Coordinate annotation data
-------
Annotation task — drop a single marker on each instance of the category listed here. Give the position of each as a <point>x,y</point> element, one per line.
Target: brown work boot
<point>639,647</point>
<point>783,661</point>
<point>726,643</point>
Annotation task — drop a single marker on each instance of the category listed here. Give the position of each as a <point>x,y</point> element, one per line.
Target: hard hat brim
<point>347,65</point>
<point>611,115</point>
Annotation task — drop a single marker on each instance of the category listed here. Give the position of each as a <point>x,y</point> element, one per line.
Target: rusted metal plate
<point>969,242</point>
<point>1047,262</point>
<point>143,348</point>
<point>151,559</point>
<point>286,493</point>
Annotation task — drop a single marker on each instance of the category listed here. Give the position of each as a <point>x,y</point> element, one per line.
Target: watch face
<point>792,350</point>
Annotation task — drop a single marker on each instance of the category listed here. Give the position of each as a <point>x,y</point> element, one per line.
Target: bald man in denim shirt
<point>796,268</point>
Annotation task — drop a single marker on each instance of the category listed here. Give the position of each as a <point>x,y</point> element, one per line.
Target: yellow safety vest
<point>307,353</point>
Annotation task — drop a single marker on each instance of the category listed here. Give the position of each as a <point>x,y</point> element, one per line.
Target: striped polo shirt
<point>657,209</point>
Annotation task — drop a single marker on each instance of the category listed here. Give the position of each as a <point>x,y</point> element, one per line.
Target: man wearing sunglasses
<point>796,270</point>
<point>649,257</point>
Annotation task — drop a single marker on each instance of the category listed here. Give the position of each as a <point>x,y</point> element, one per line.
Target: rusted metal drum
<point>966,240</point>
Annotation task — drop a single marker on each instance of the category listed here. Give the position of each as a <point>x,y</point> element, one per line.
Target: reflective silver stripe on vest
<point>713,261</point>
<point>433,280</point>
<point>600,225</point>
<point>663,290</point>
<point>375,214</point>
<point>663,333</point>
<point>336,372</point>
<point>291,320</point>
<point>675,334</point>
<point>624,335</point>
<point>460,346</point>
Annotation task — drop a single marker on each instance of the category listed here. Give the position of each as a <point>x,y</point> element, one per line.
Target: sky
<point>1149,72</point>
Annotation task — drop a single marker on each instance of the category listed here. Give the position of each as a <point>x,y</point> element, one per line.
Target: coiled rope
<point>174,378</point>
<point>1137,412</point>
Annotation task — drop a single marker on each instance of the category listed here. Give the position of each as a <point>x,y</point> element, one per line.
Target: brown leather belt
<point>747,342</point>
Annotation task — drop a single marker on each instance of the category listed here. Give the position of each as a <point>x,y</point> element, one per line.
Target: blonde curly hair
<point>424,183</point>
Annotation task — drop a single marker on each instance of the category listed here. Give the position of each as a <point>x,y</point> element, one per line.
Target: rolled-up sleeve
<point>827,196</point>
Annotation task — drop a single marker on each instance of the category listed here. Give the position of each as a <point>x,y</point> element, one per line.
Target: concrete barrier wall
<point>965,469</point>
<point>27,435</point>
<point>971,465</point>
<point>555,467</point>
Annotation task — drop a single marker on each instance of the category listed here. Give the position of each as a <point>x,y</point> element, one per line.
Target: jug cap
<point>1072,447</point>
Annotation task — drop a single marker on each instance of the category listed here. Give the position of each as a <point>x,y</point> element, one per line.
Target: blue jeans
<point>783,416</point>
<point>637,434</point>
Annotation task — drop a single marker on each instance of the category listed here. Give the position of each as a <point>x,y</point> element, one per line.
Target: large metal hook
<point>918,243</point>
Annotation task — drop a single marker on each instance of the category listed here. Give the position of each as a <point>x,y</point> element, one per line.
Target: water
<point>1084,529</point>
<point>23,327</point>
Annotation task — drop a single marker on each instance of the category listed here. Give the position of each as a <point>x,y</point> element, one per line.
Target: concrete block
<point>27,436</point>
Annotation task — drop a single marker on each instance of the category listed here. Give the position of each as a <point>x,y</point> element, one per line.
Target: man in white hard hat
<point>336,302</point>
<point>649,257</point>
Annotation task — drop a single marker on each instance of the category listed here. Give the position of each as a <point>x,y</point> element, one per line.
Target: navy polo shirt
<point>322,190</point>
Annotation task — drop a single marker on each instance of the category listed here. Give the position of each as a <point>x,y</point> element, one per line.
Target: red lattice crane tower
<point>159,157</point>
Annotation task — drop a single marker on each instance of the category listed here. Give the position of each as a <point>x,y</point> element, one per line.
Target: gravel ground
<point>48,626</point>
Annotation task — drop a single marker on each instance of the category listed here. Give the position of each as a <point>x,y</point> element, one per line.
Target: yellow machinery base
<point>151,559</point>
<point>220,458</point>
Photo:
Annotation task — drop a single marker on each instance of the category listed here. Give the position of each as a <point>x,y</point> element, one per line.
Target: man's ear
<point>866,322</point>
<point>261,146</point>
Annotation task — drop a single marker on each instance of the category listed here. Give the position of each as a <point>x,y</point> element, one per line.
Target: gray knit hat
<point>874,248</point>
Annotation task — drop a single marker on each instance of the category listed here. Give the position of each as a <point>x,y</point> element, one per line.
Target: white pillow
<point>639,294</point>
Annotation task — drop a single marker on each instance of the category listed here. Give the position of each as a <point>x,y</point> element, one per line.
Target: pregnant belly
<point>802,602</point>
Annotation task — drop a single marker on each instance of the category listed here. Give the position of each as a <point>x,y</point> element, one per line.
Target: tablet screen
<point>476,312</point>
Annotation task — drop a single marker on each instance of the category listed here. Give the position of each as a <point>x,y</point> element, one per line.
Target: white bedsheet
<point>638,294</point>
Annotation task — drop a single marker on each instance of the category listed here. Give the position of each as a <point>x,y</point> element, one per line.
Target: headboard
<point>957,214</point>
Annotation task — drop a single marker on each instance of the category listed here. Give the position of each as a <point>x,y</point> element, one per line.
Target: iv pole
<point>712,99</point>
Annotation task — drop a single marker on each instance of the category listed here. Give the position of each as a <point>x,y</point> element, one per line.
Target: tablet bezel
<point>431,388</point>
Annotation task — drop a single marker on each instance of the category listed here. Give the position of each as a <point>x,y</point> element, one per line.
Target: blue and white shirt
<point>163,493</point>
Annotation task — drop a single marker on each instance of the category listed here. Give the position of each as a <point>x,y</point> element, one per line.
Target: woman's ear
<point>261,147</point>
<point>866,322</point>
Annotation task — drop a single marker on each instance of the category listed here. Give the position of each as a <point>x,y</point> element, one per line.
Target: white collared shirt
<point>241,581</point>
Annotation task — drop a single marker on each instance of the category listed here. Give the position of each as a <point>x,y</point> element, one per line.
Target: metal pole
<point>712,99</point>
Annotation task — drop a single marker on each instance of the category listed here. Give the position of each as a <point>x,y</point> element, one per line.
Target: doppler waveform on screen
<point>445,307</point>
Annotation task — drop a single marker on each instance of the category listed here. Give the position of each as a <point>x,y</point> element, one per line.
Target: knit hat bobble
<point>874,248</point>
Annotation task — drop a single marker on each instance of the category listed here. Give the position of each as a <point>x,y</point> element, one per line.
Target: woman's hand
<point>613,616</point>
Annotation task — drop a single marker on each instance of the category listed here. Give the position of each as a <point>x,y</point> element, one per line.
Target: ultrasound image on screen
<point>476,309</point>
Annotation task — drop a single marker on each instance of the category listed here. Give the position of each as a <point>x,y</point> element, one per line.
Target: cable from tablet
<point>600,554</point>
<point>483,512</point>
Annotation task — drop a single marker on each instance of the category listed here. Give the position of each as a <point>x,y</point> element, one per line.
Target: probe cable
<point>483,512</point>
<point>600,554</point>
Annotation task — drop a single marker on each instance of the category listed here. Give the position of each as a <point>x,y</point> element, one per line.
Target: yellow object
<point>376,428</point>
-------
* OBJECTIVE: Quote all of the data above word for word, with nothing changed.

* SOLVED PROBLEM:
Annotation task — drop a single marker on each instance of the category listed here. Give the position of each as a <point>x,y</point> element, one per line.
Target: brown work boot
<point>639,647</point>
<point>783,661</point>
<point>726,643</point>
Annotation task — drop a single marker on each instance of the category listed here. Give the position of each as a <point>x,y</point> element, one per line.
Target: hard hat brim
<point>347,65</point>
<point>611,115</point>
Annotation task — drop a single marker on each instance of the category listed here. Give the position of each as a <point>x,y</point> element, one per line.
Target: rusted metal plate
<point>969,242</point>
<point>1047,262</point>
<point>143,348</point>
<point>151,559</point>
<point>286,493</point>
Annotation task — drop a single marker on each instance of the category listed here. Give the position of each as a <point>x,y</point> element, one per line.
Target: watch face
<point>792,350</point>
Annotation task — drop a single marker on each instance of the category listed here. Give the position of each as a <point>x,y</point> element, one per line.
Target: bald man in denim shirt
<point>796,268</point>
Annotation task — drop a single marker on each instance of the category listed here. Give the position of each as a <point>x,y</point> element, one per line.
Target: yellow safety vest
<point>307,353</point>
Annotation task — drop a single marker on each instance of the category listed here. Give the position of each as a <point>x,y</point> element, one per line.
Target: striped polo shirt
<point>657,209</point>
Annotation task — drop a single marker on each instance of the category listed here. Give the position of each as a <point>x,y</point> element, one per line.
Target: man wearing sunglasses
<point>796,270</point>
<point>649,257</point>
Annotation task — drop a single marker on each instance of the category listed here. Give the position of each as a <point>x,y</point> element, one per line.
Target: rusted metal drum
<point>966,240</point>
Annotation task — drop a single marker on each instance of the category listed here. Give the position of each as a <point>x,y</point> element, one per line.
Target: reflective silver stripe on vest
<point>713,261</point>
<point>433,280</point>
<point>600,225</point>
<point>663,290</point>
<point>375,214</point>
<point>663,333</point>
<point>336,372</point>
<point>291,320</point>
<point>675,334</point>
<point>624,335</point>
<point>460,346</point>
Annotation task — drop a single marker on each instance of the category listed here. Give the position of each as a <point>x,y</point> element, one per line.
Target: sky
<point>1149,72</point>
Annotation task — drop a single marker on each instance of the category listed here. Give the position of each as a <point>x,y</point> element, one per line.
Target: coiled rope
<point>174,378</point>
<point>1137,412</point>
Annotation task — drop a single marker on each instance of the category listed here. Give the position of each as a <point>x,y</point> element, one per line.
Target: brown leather belt
<point>747,342</point>
Annotation task — drop a single marker on each instance of the category listed here. Give the position of each as a <point>x,y</point> element, one per line.
Target: blonde curly hair
<point>424,183</point>
Annotation task — drop a single marker on each instance of the category listed here. Give the position of each as a <point>x,y</point> element, one per line.
Target: rolled-up sleeve
<point>827,196</point>
Annotation task — drop a single marker on each instance of the category listed here. Give the position of each as a <point>x,y</point> element, one per line.
Target: concrete barrier wall
<point>965,469</point>
<point>27,435</point>
<point>971,465</point>
<point>555,467</point>
Annotation task — drop a single marker on each instance of the category listed here. Give the position of each as a <point>x,y</point> element, one per line.
Target: jug cap
<point>1072,447</point>
Annotation task — drop a single marker on each instance of the category listed here. Give the position of each as a <point>x,y</point> element, one per line.
Target: blue jeans
<point>783,416</point>
<point>637,434</point>
Annotation task — drop a single marker on each instance of the category listed here. Give the position of each as a <point>x,y</point> element, one per line.
Target: large metal hook
<point>918,243</point>
Annotation task — drop a single marker on each instance of the category listed here. Give the position of each as a <point>x,y</point> element, one per line.
Target: water
<point>1084,529</point>
<point>23,327</point>
Annotation task — drop a single marker on each instance of the category listed here. Give the position of each as a <point>x,y</point> element, one per line.
Target: concrete block
<point>27,436</point>
Annotation task — drop a single marker on each instance of the category listed here. Give the position of each as a <point>x,y</point> element, one per line.
Target: man in white hard hat
<point>336,302</point>
<point>649,257</point>
Annotation task — drop a single marker on each instance of the category listed here. Give the position of each as a <point>x,y</point> element, one per line.
Target: navy polo shirt
<point>322,190</point>
Annotation task — drop a single marker on each instance of the category listed here. Give the position of each as a <point>x,y</point> element, one per line.
Target: red lattice crane tower
<point>159,157</point>
Annotation task — drop a single marker on each instance of the category listed here. Give the position of each as a <point>x,y</point> element, one per line.
Target: gravel ground
<point>48,626</point>
Annotation task — drop a single marker on each instance of the category listed here. Give the position of each as a <point>x,y</point> element, one per line.
Target: yellow machinery base
<point>151,559</point>
<point>220,458</point>
Photo:
Annotation task — drop a single marker on each instance of the category listed here. Give the position of each as a <point>x,y</point> element, one per line.
Target: man's ear
<point>866,322</point>
<point>261,146</point>
Annotation task — drop a single marker on each instance of the category listed here. Give the position of each as a <point>x,y</point> element, one per line.
Target: gray knit hat
<point>874,248</point>
Annotation task — drop a single marker on each instance of the category listed here. Give the position of each as a <point>x,y</point> element, one per line.
Target: white pillow
<point>639,294</point>
Annotation task — drop a single marker on each instance of the category listed here. Give the position of each as a <point>x,y</point> element, one per line.
Target: pregnant belly
<point>802,602</point>
Annotation task — drop a single marker on each instance of the category listed here. Give the position of each as a <point>x,y</point> element, one per line.
Target: tablet screen
<point>476,312</point>
Annotation task — drop a single marker on each instance of the category listed here. Give the position of each as a <point>x,y</point> element, one per line.
Target: white bedsheet
<point>638,294</point>
Annotation task — drop a single marker on each instance of the category listed here. Give the position of each as a <point>x,y</point> element, one per line.
Target: headboard
<point>957,214</point>
Annotation task — drop a single marker on each instance of the category listed here. Give the position of each as a <point>x,y</point> element, one per line.
Target: iv pole
<point>712,99</point>
Annotation task — drop a single marker on each instance of the category listed here. Give the position of each as a <point>x,y</point> element, one per line.
Target: tablet bezel
<point>431,388</point>
Annotation task — drop a single marker on each instance of the category listed here. Give the position of each as a <point>x,y</point> element, one per line.
Target: blue and white shirt
<point>163,493</point>
Annotation task — drop a single marker on each instance of the category listed here. Give the position of each as a <point>x,y</point> element, one per line.
Target: woman's ear
<point>261,147</point>
<point>866,322</point>
Annotation task — drop a single marker on each instance of the category listed here. Give the position of each as a <point>x,y</point> element, one per line.
Target: white collared shirt
<point>241,581</point>
Annotation task — drop a single marker on each instance of the category listed here. Give the position of each as a <point>x,y</point> element, one per line.
Target: metal pole
<point>712,99</point>
Annotation task — drop a single marker on each instance of the category listed here. Give the position of each as a <point>x,y</point> element, one per line.
Target: doppler waveform on screen
<point>445,307</point>
Annotation task — drop a single marker on each instance of the category listed here. Give the position of each as a <point>x,y</point> element, one per line.
Target: knit hat bobble
<point>874,248</point>
Annotation task — drop a single marker on each instance of the category listed here. Give the position of each as a <point>x,y</point> element, one per line.
Target: woman's hand
<point>613,616</point>
Annotation task — drop a single marker on each instance of the category listed here. Give the position of each as a <point>x,y</point> element, one per line.
Target: ultrasound image on screen
<point>476,309</point>
Annotation task — drop a single marker on each instance of the category listed here. Give the position of each as a <point>x,y</point> element, one per line.
Target: cable from tablet
<point>600,554</point>
<point>483,512</point>
Annotation task — drop a single marker on each instance of the category listed here. Give the position of each as a <point>x,y</point> element, one per line.
Target: probe cable
<point>483,512</point>
<point>600,554</point>
Annotation task — drop a single marker on each instance of the category listed here. Give the position of each as a <point>x,y</point> element, one per line.
Target: yellow object
<point>376,428</point>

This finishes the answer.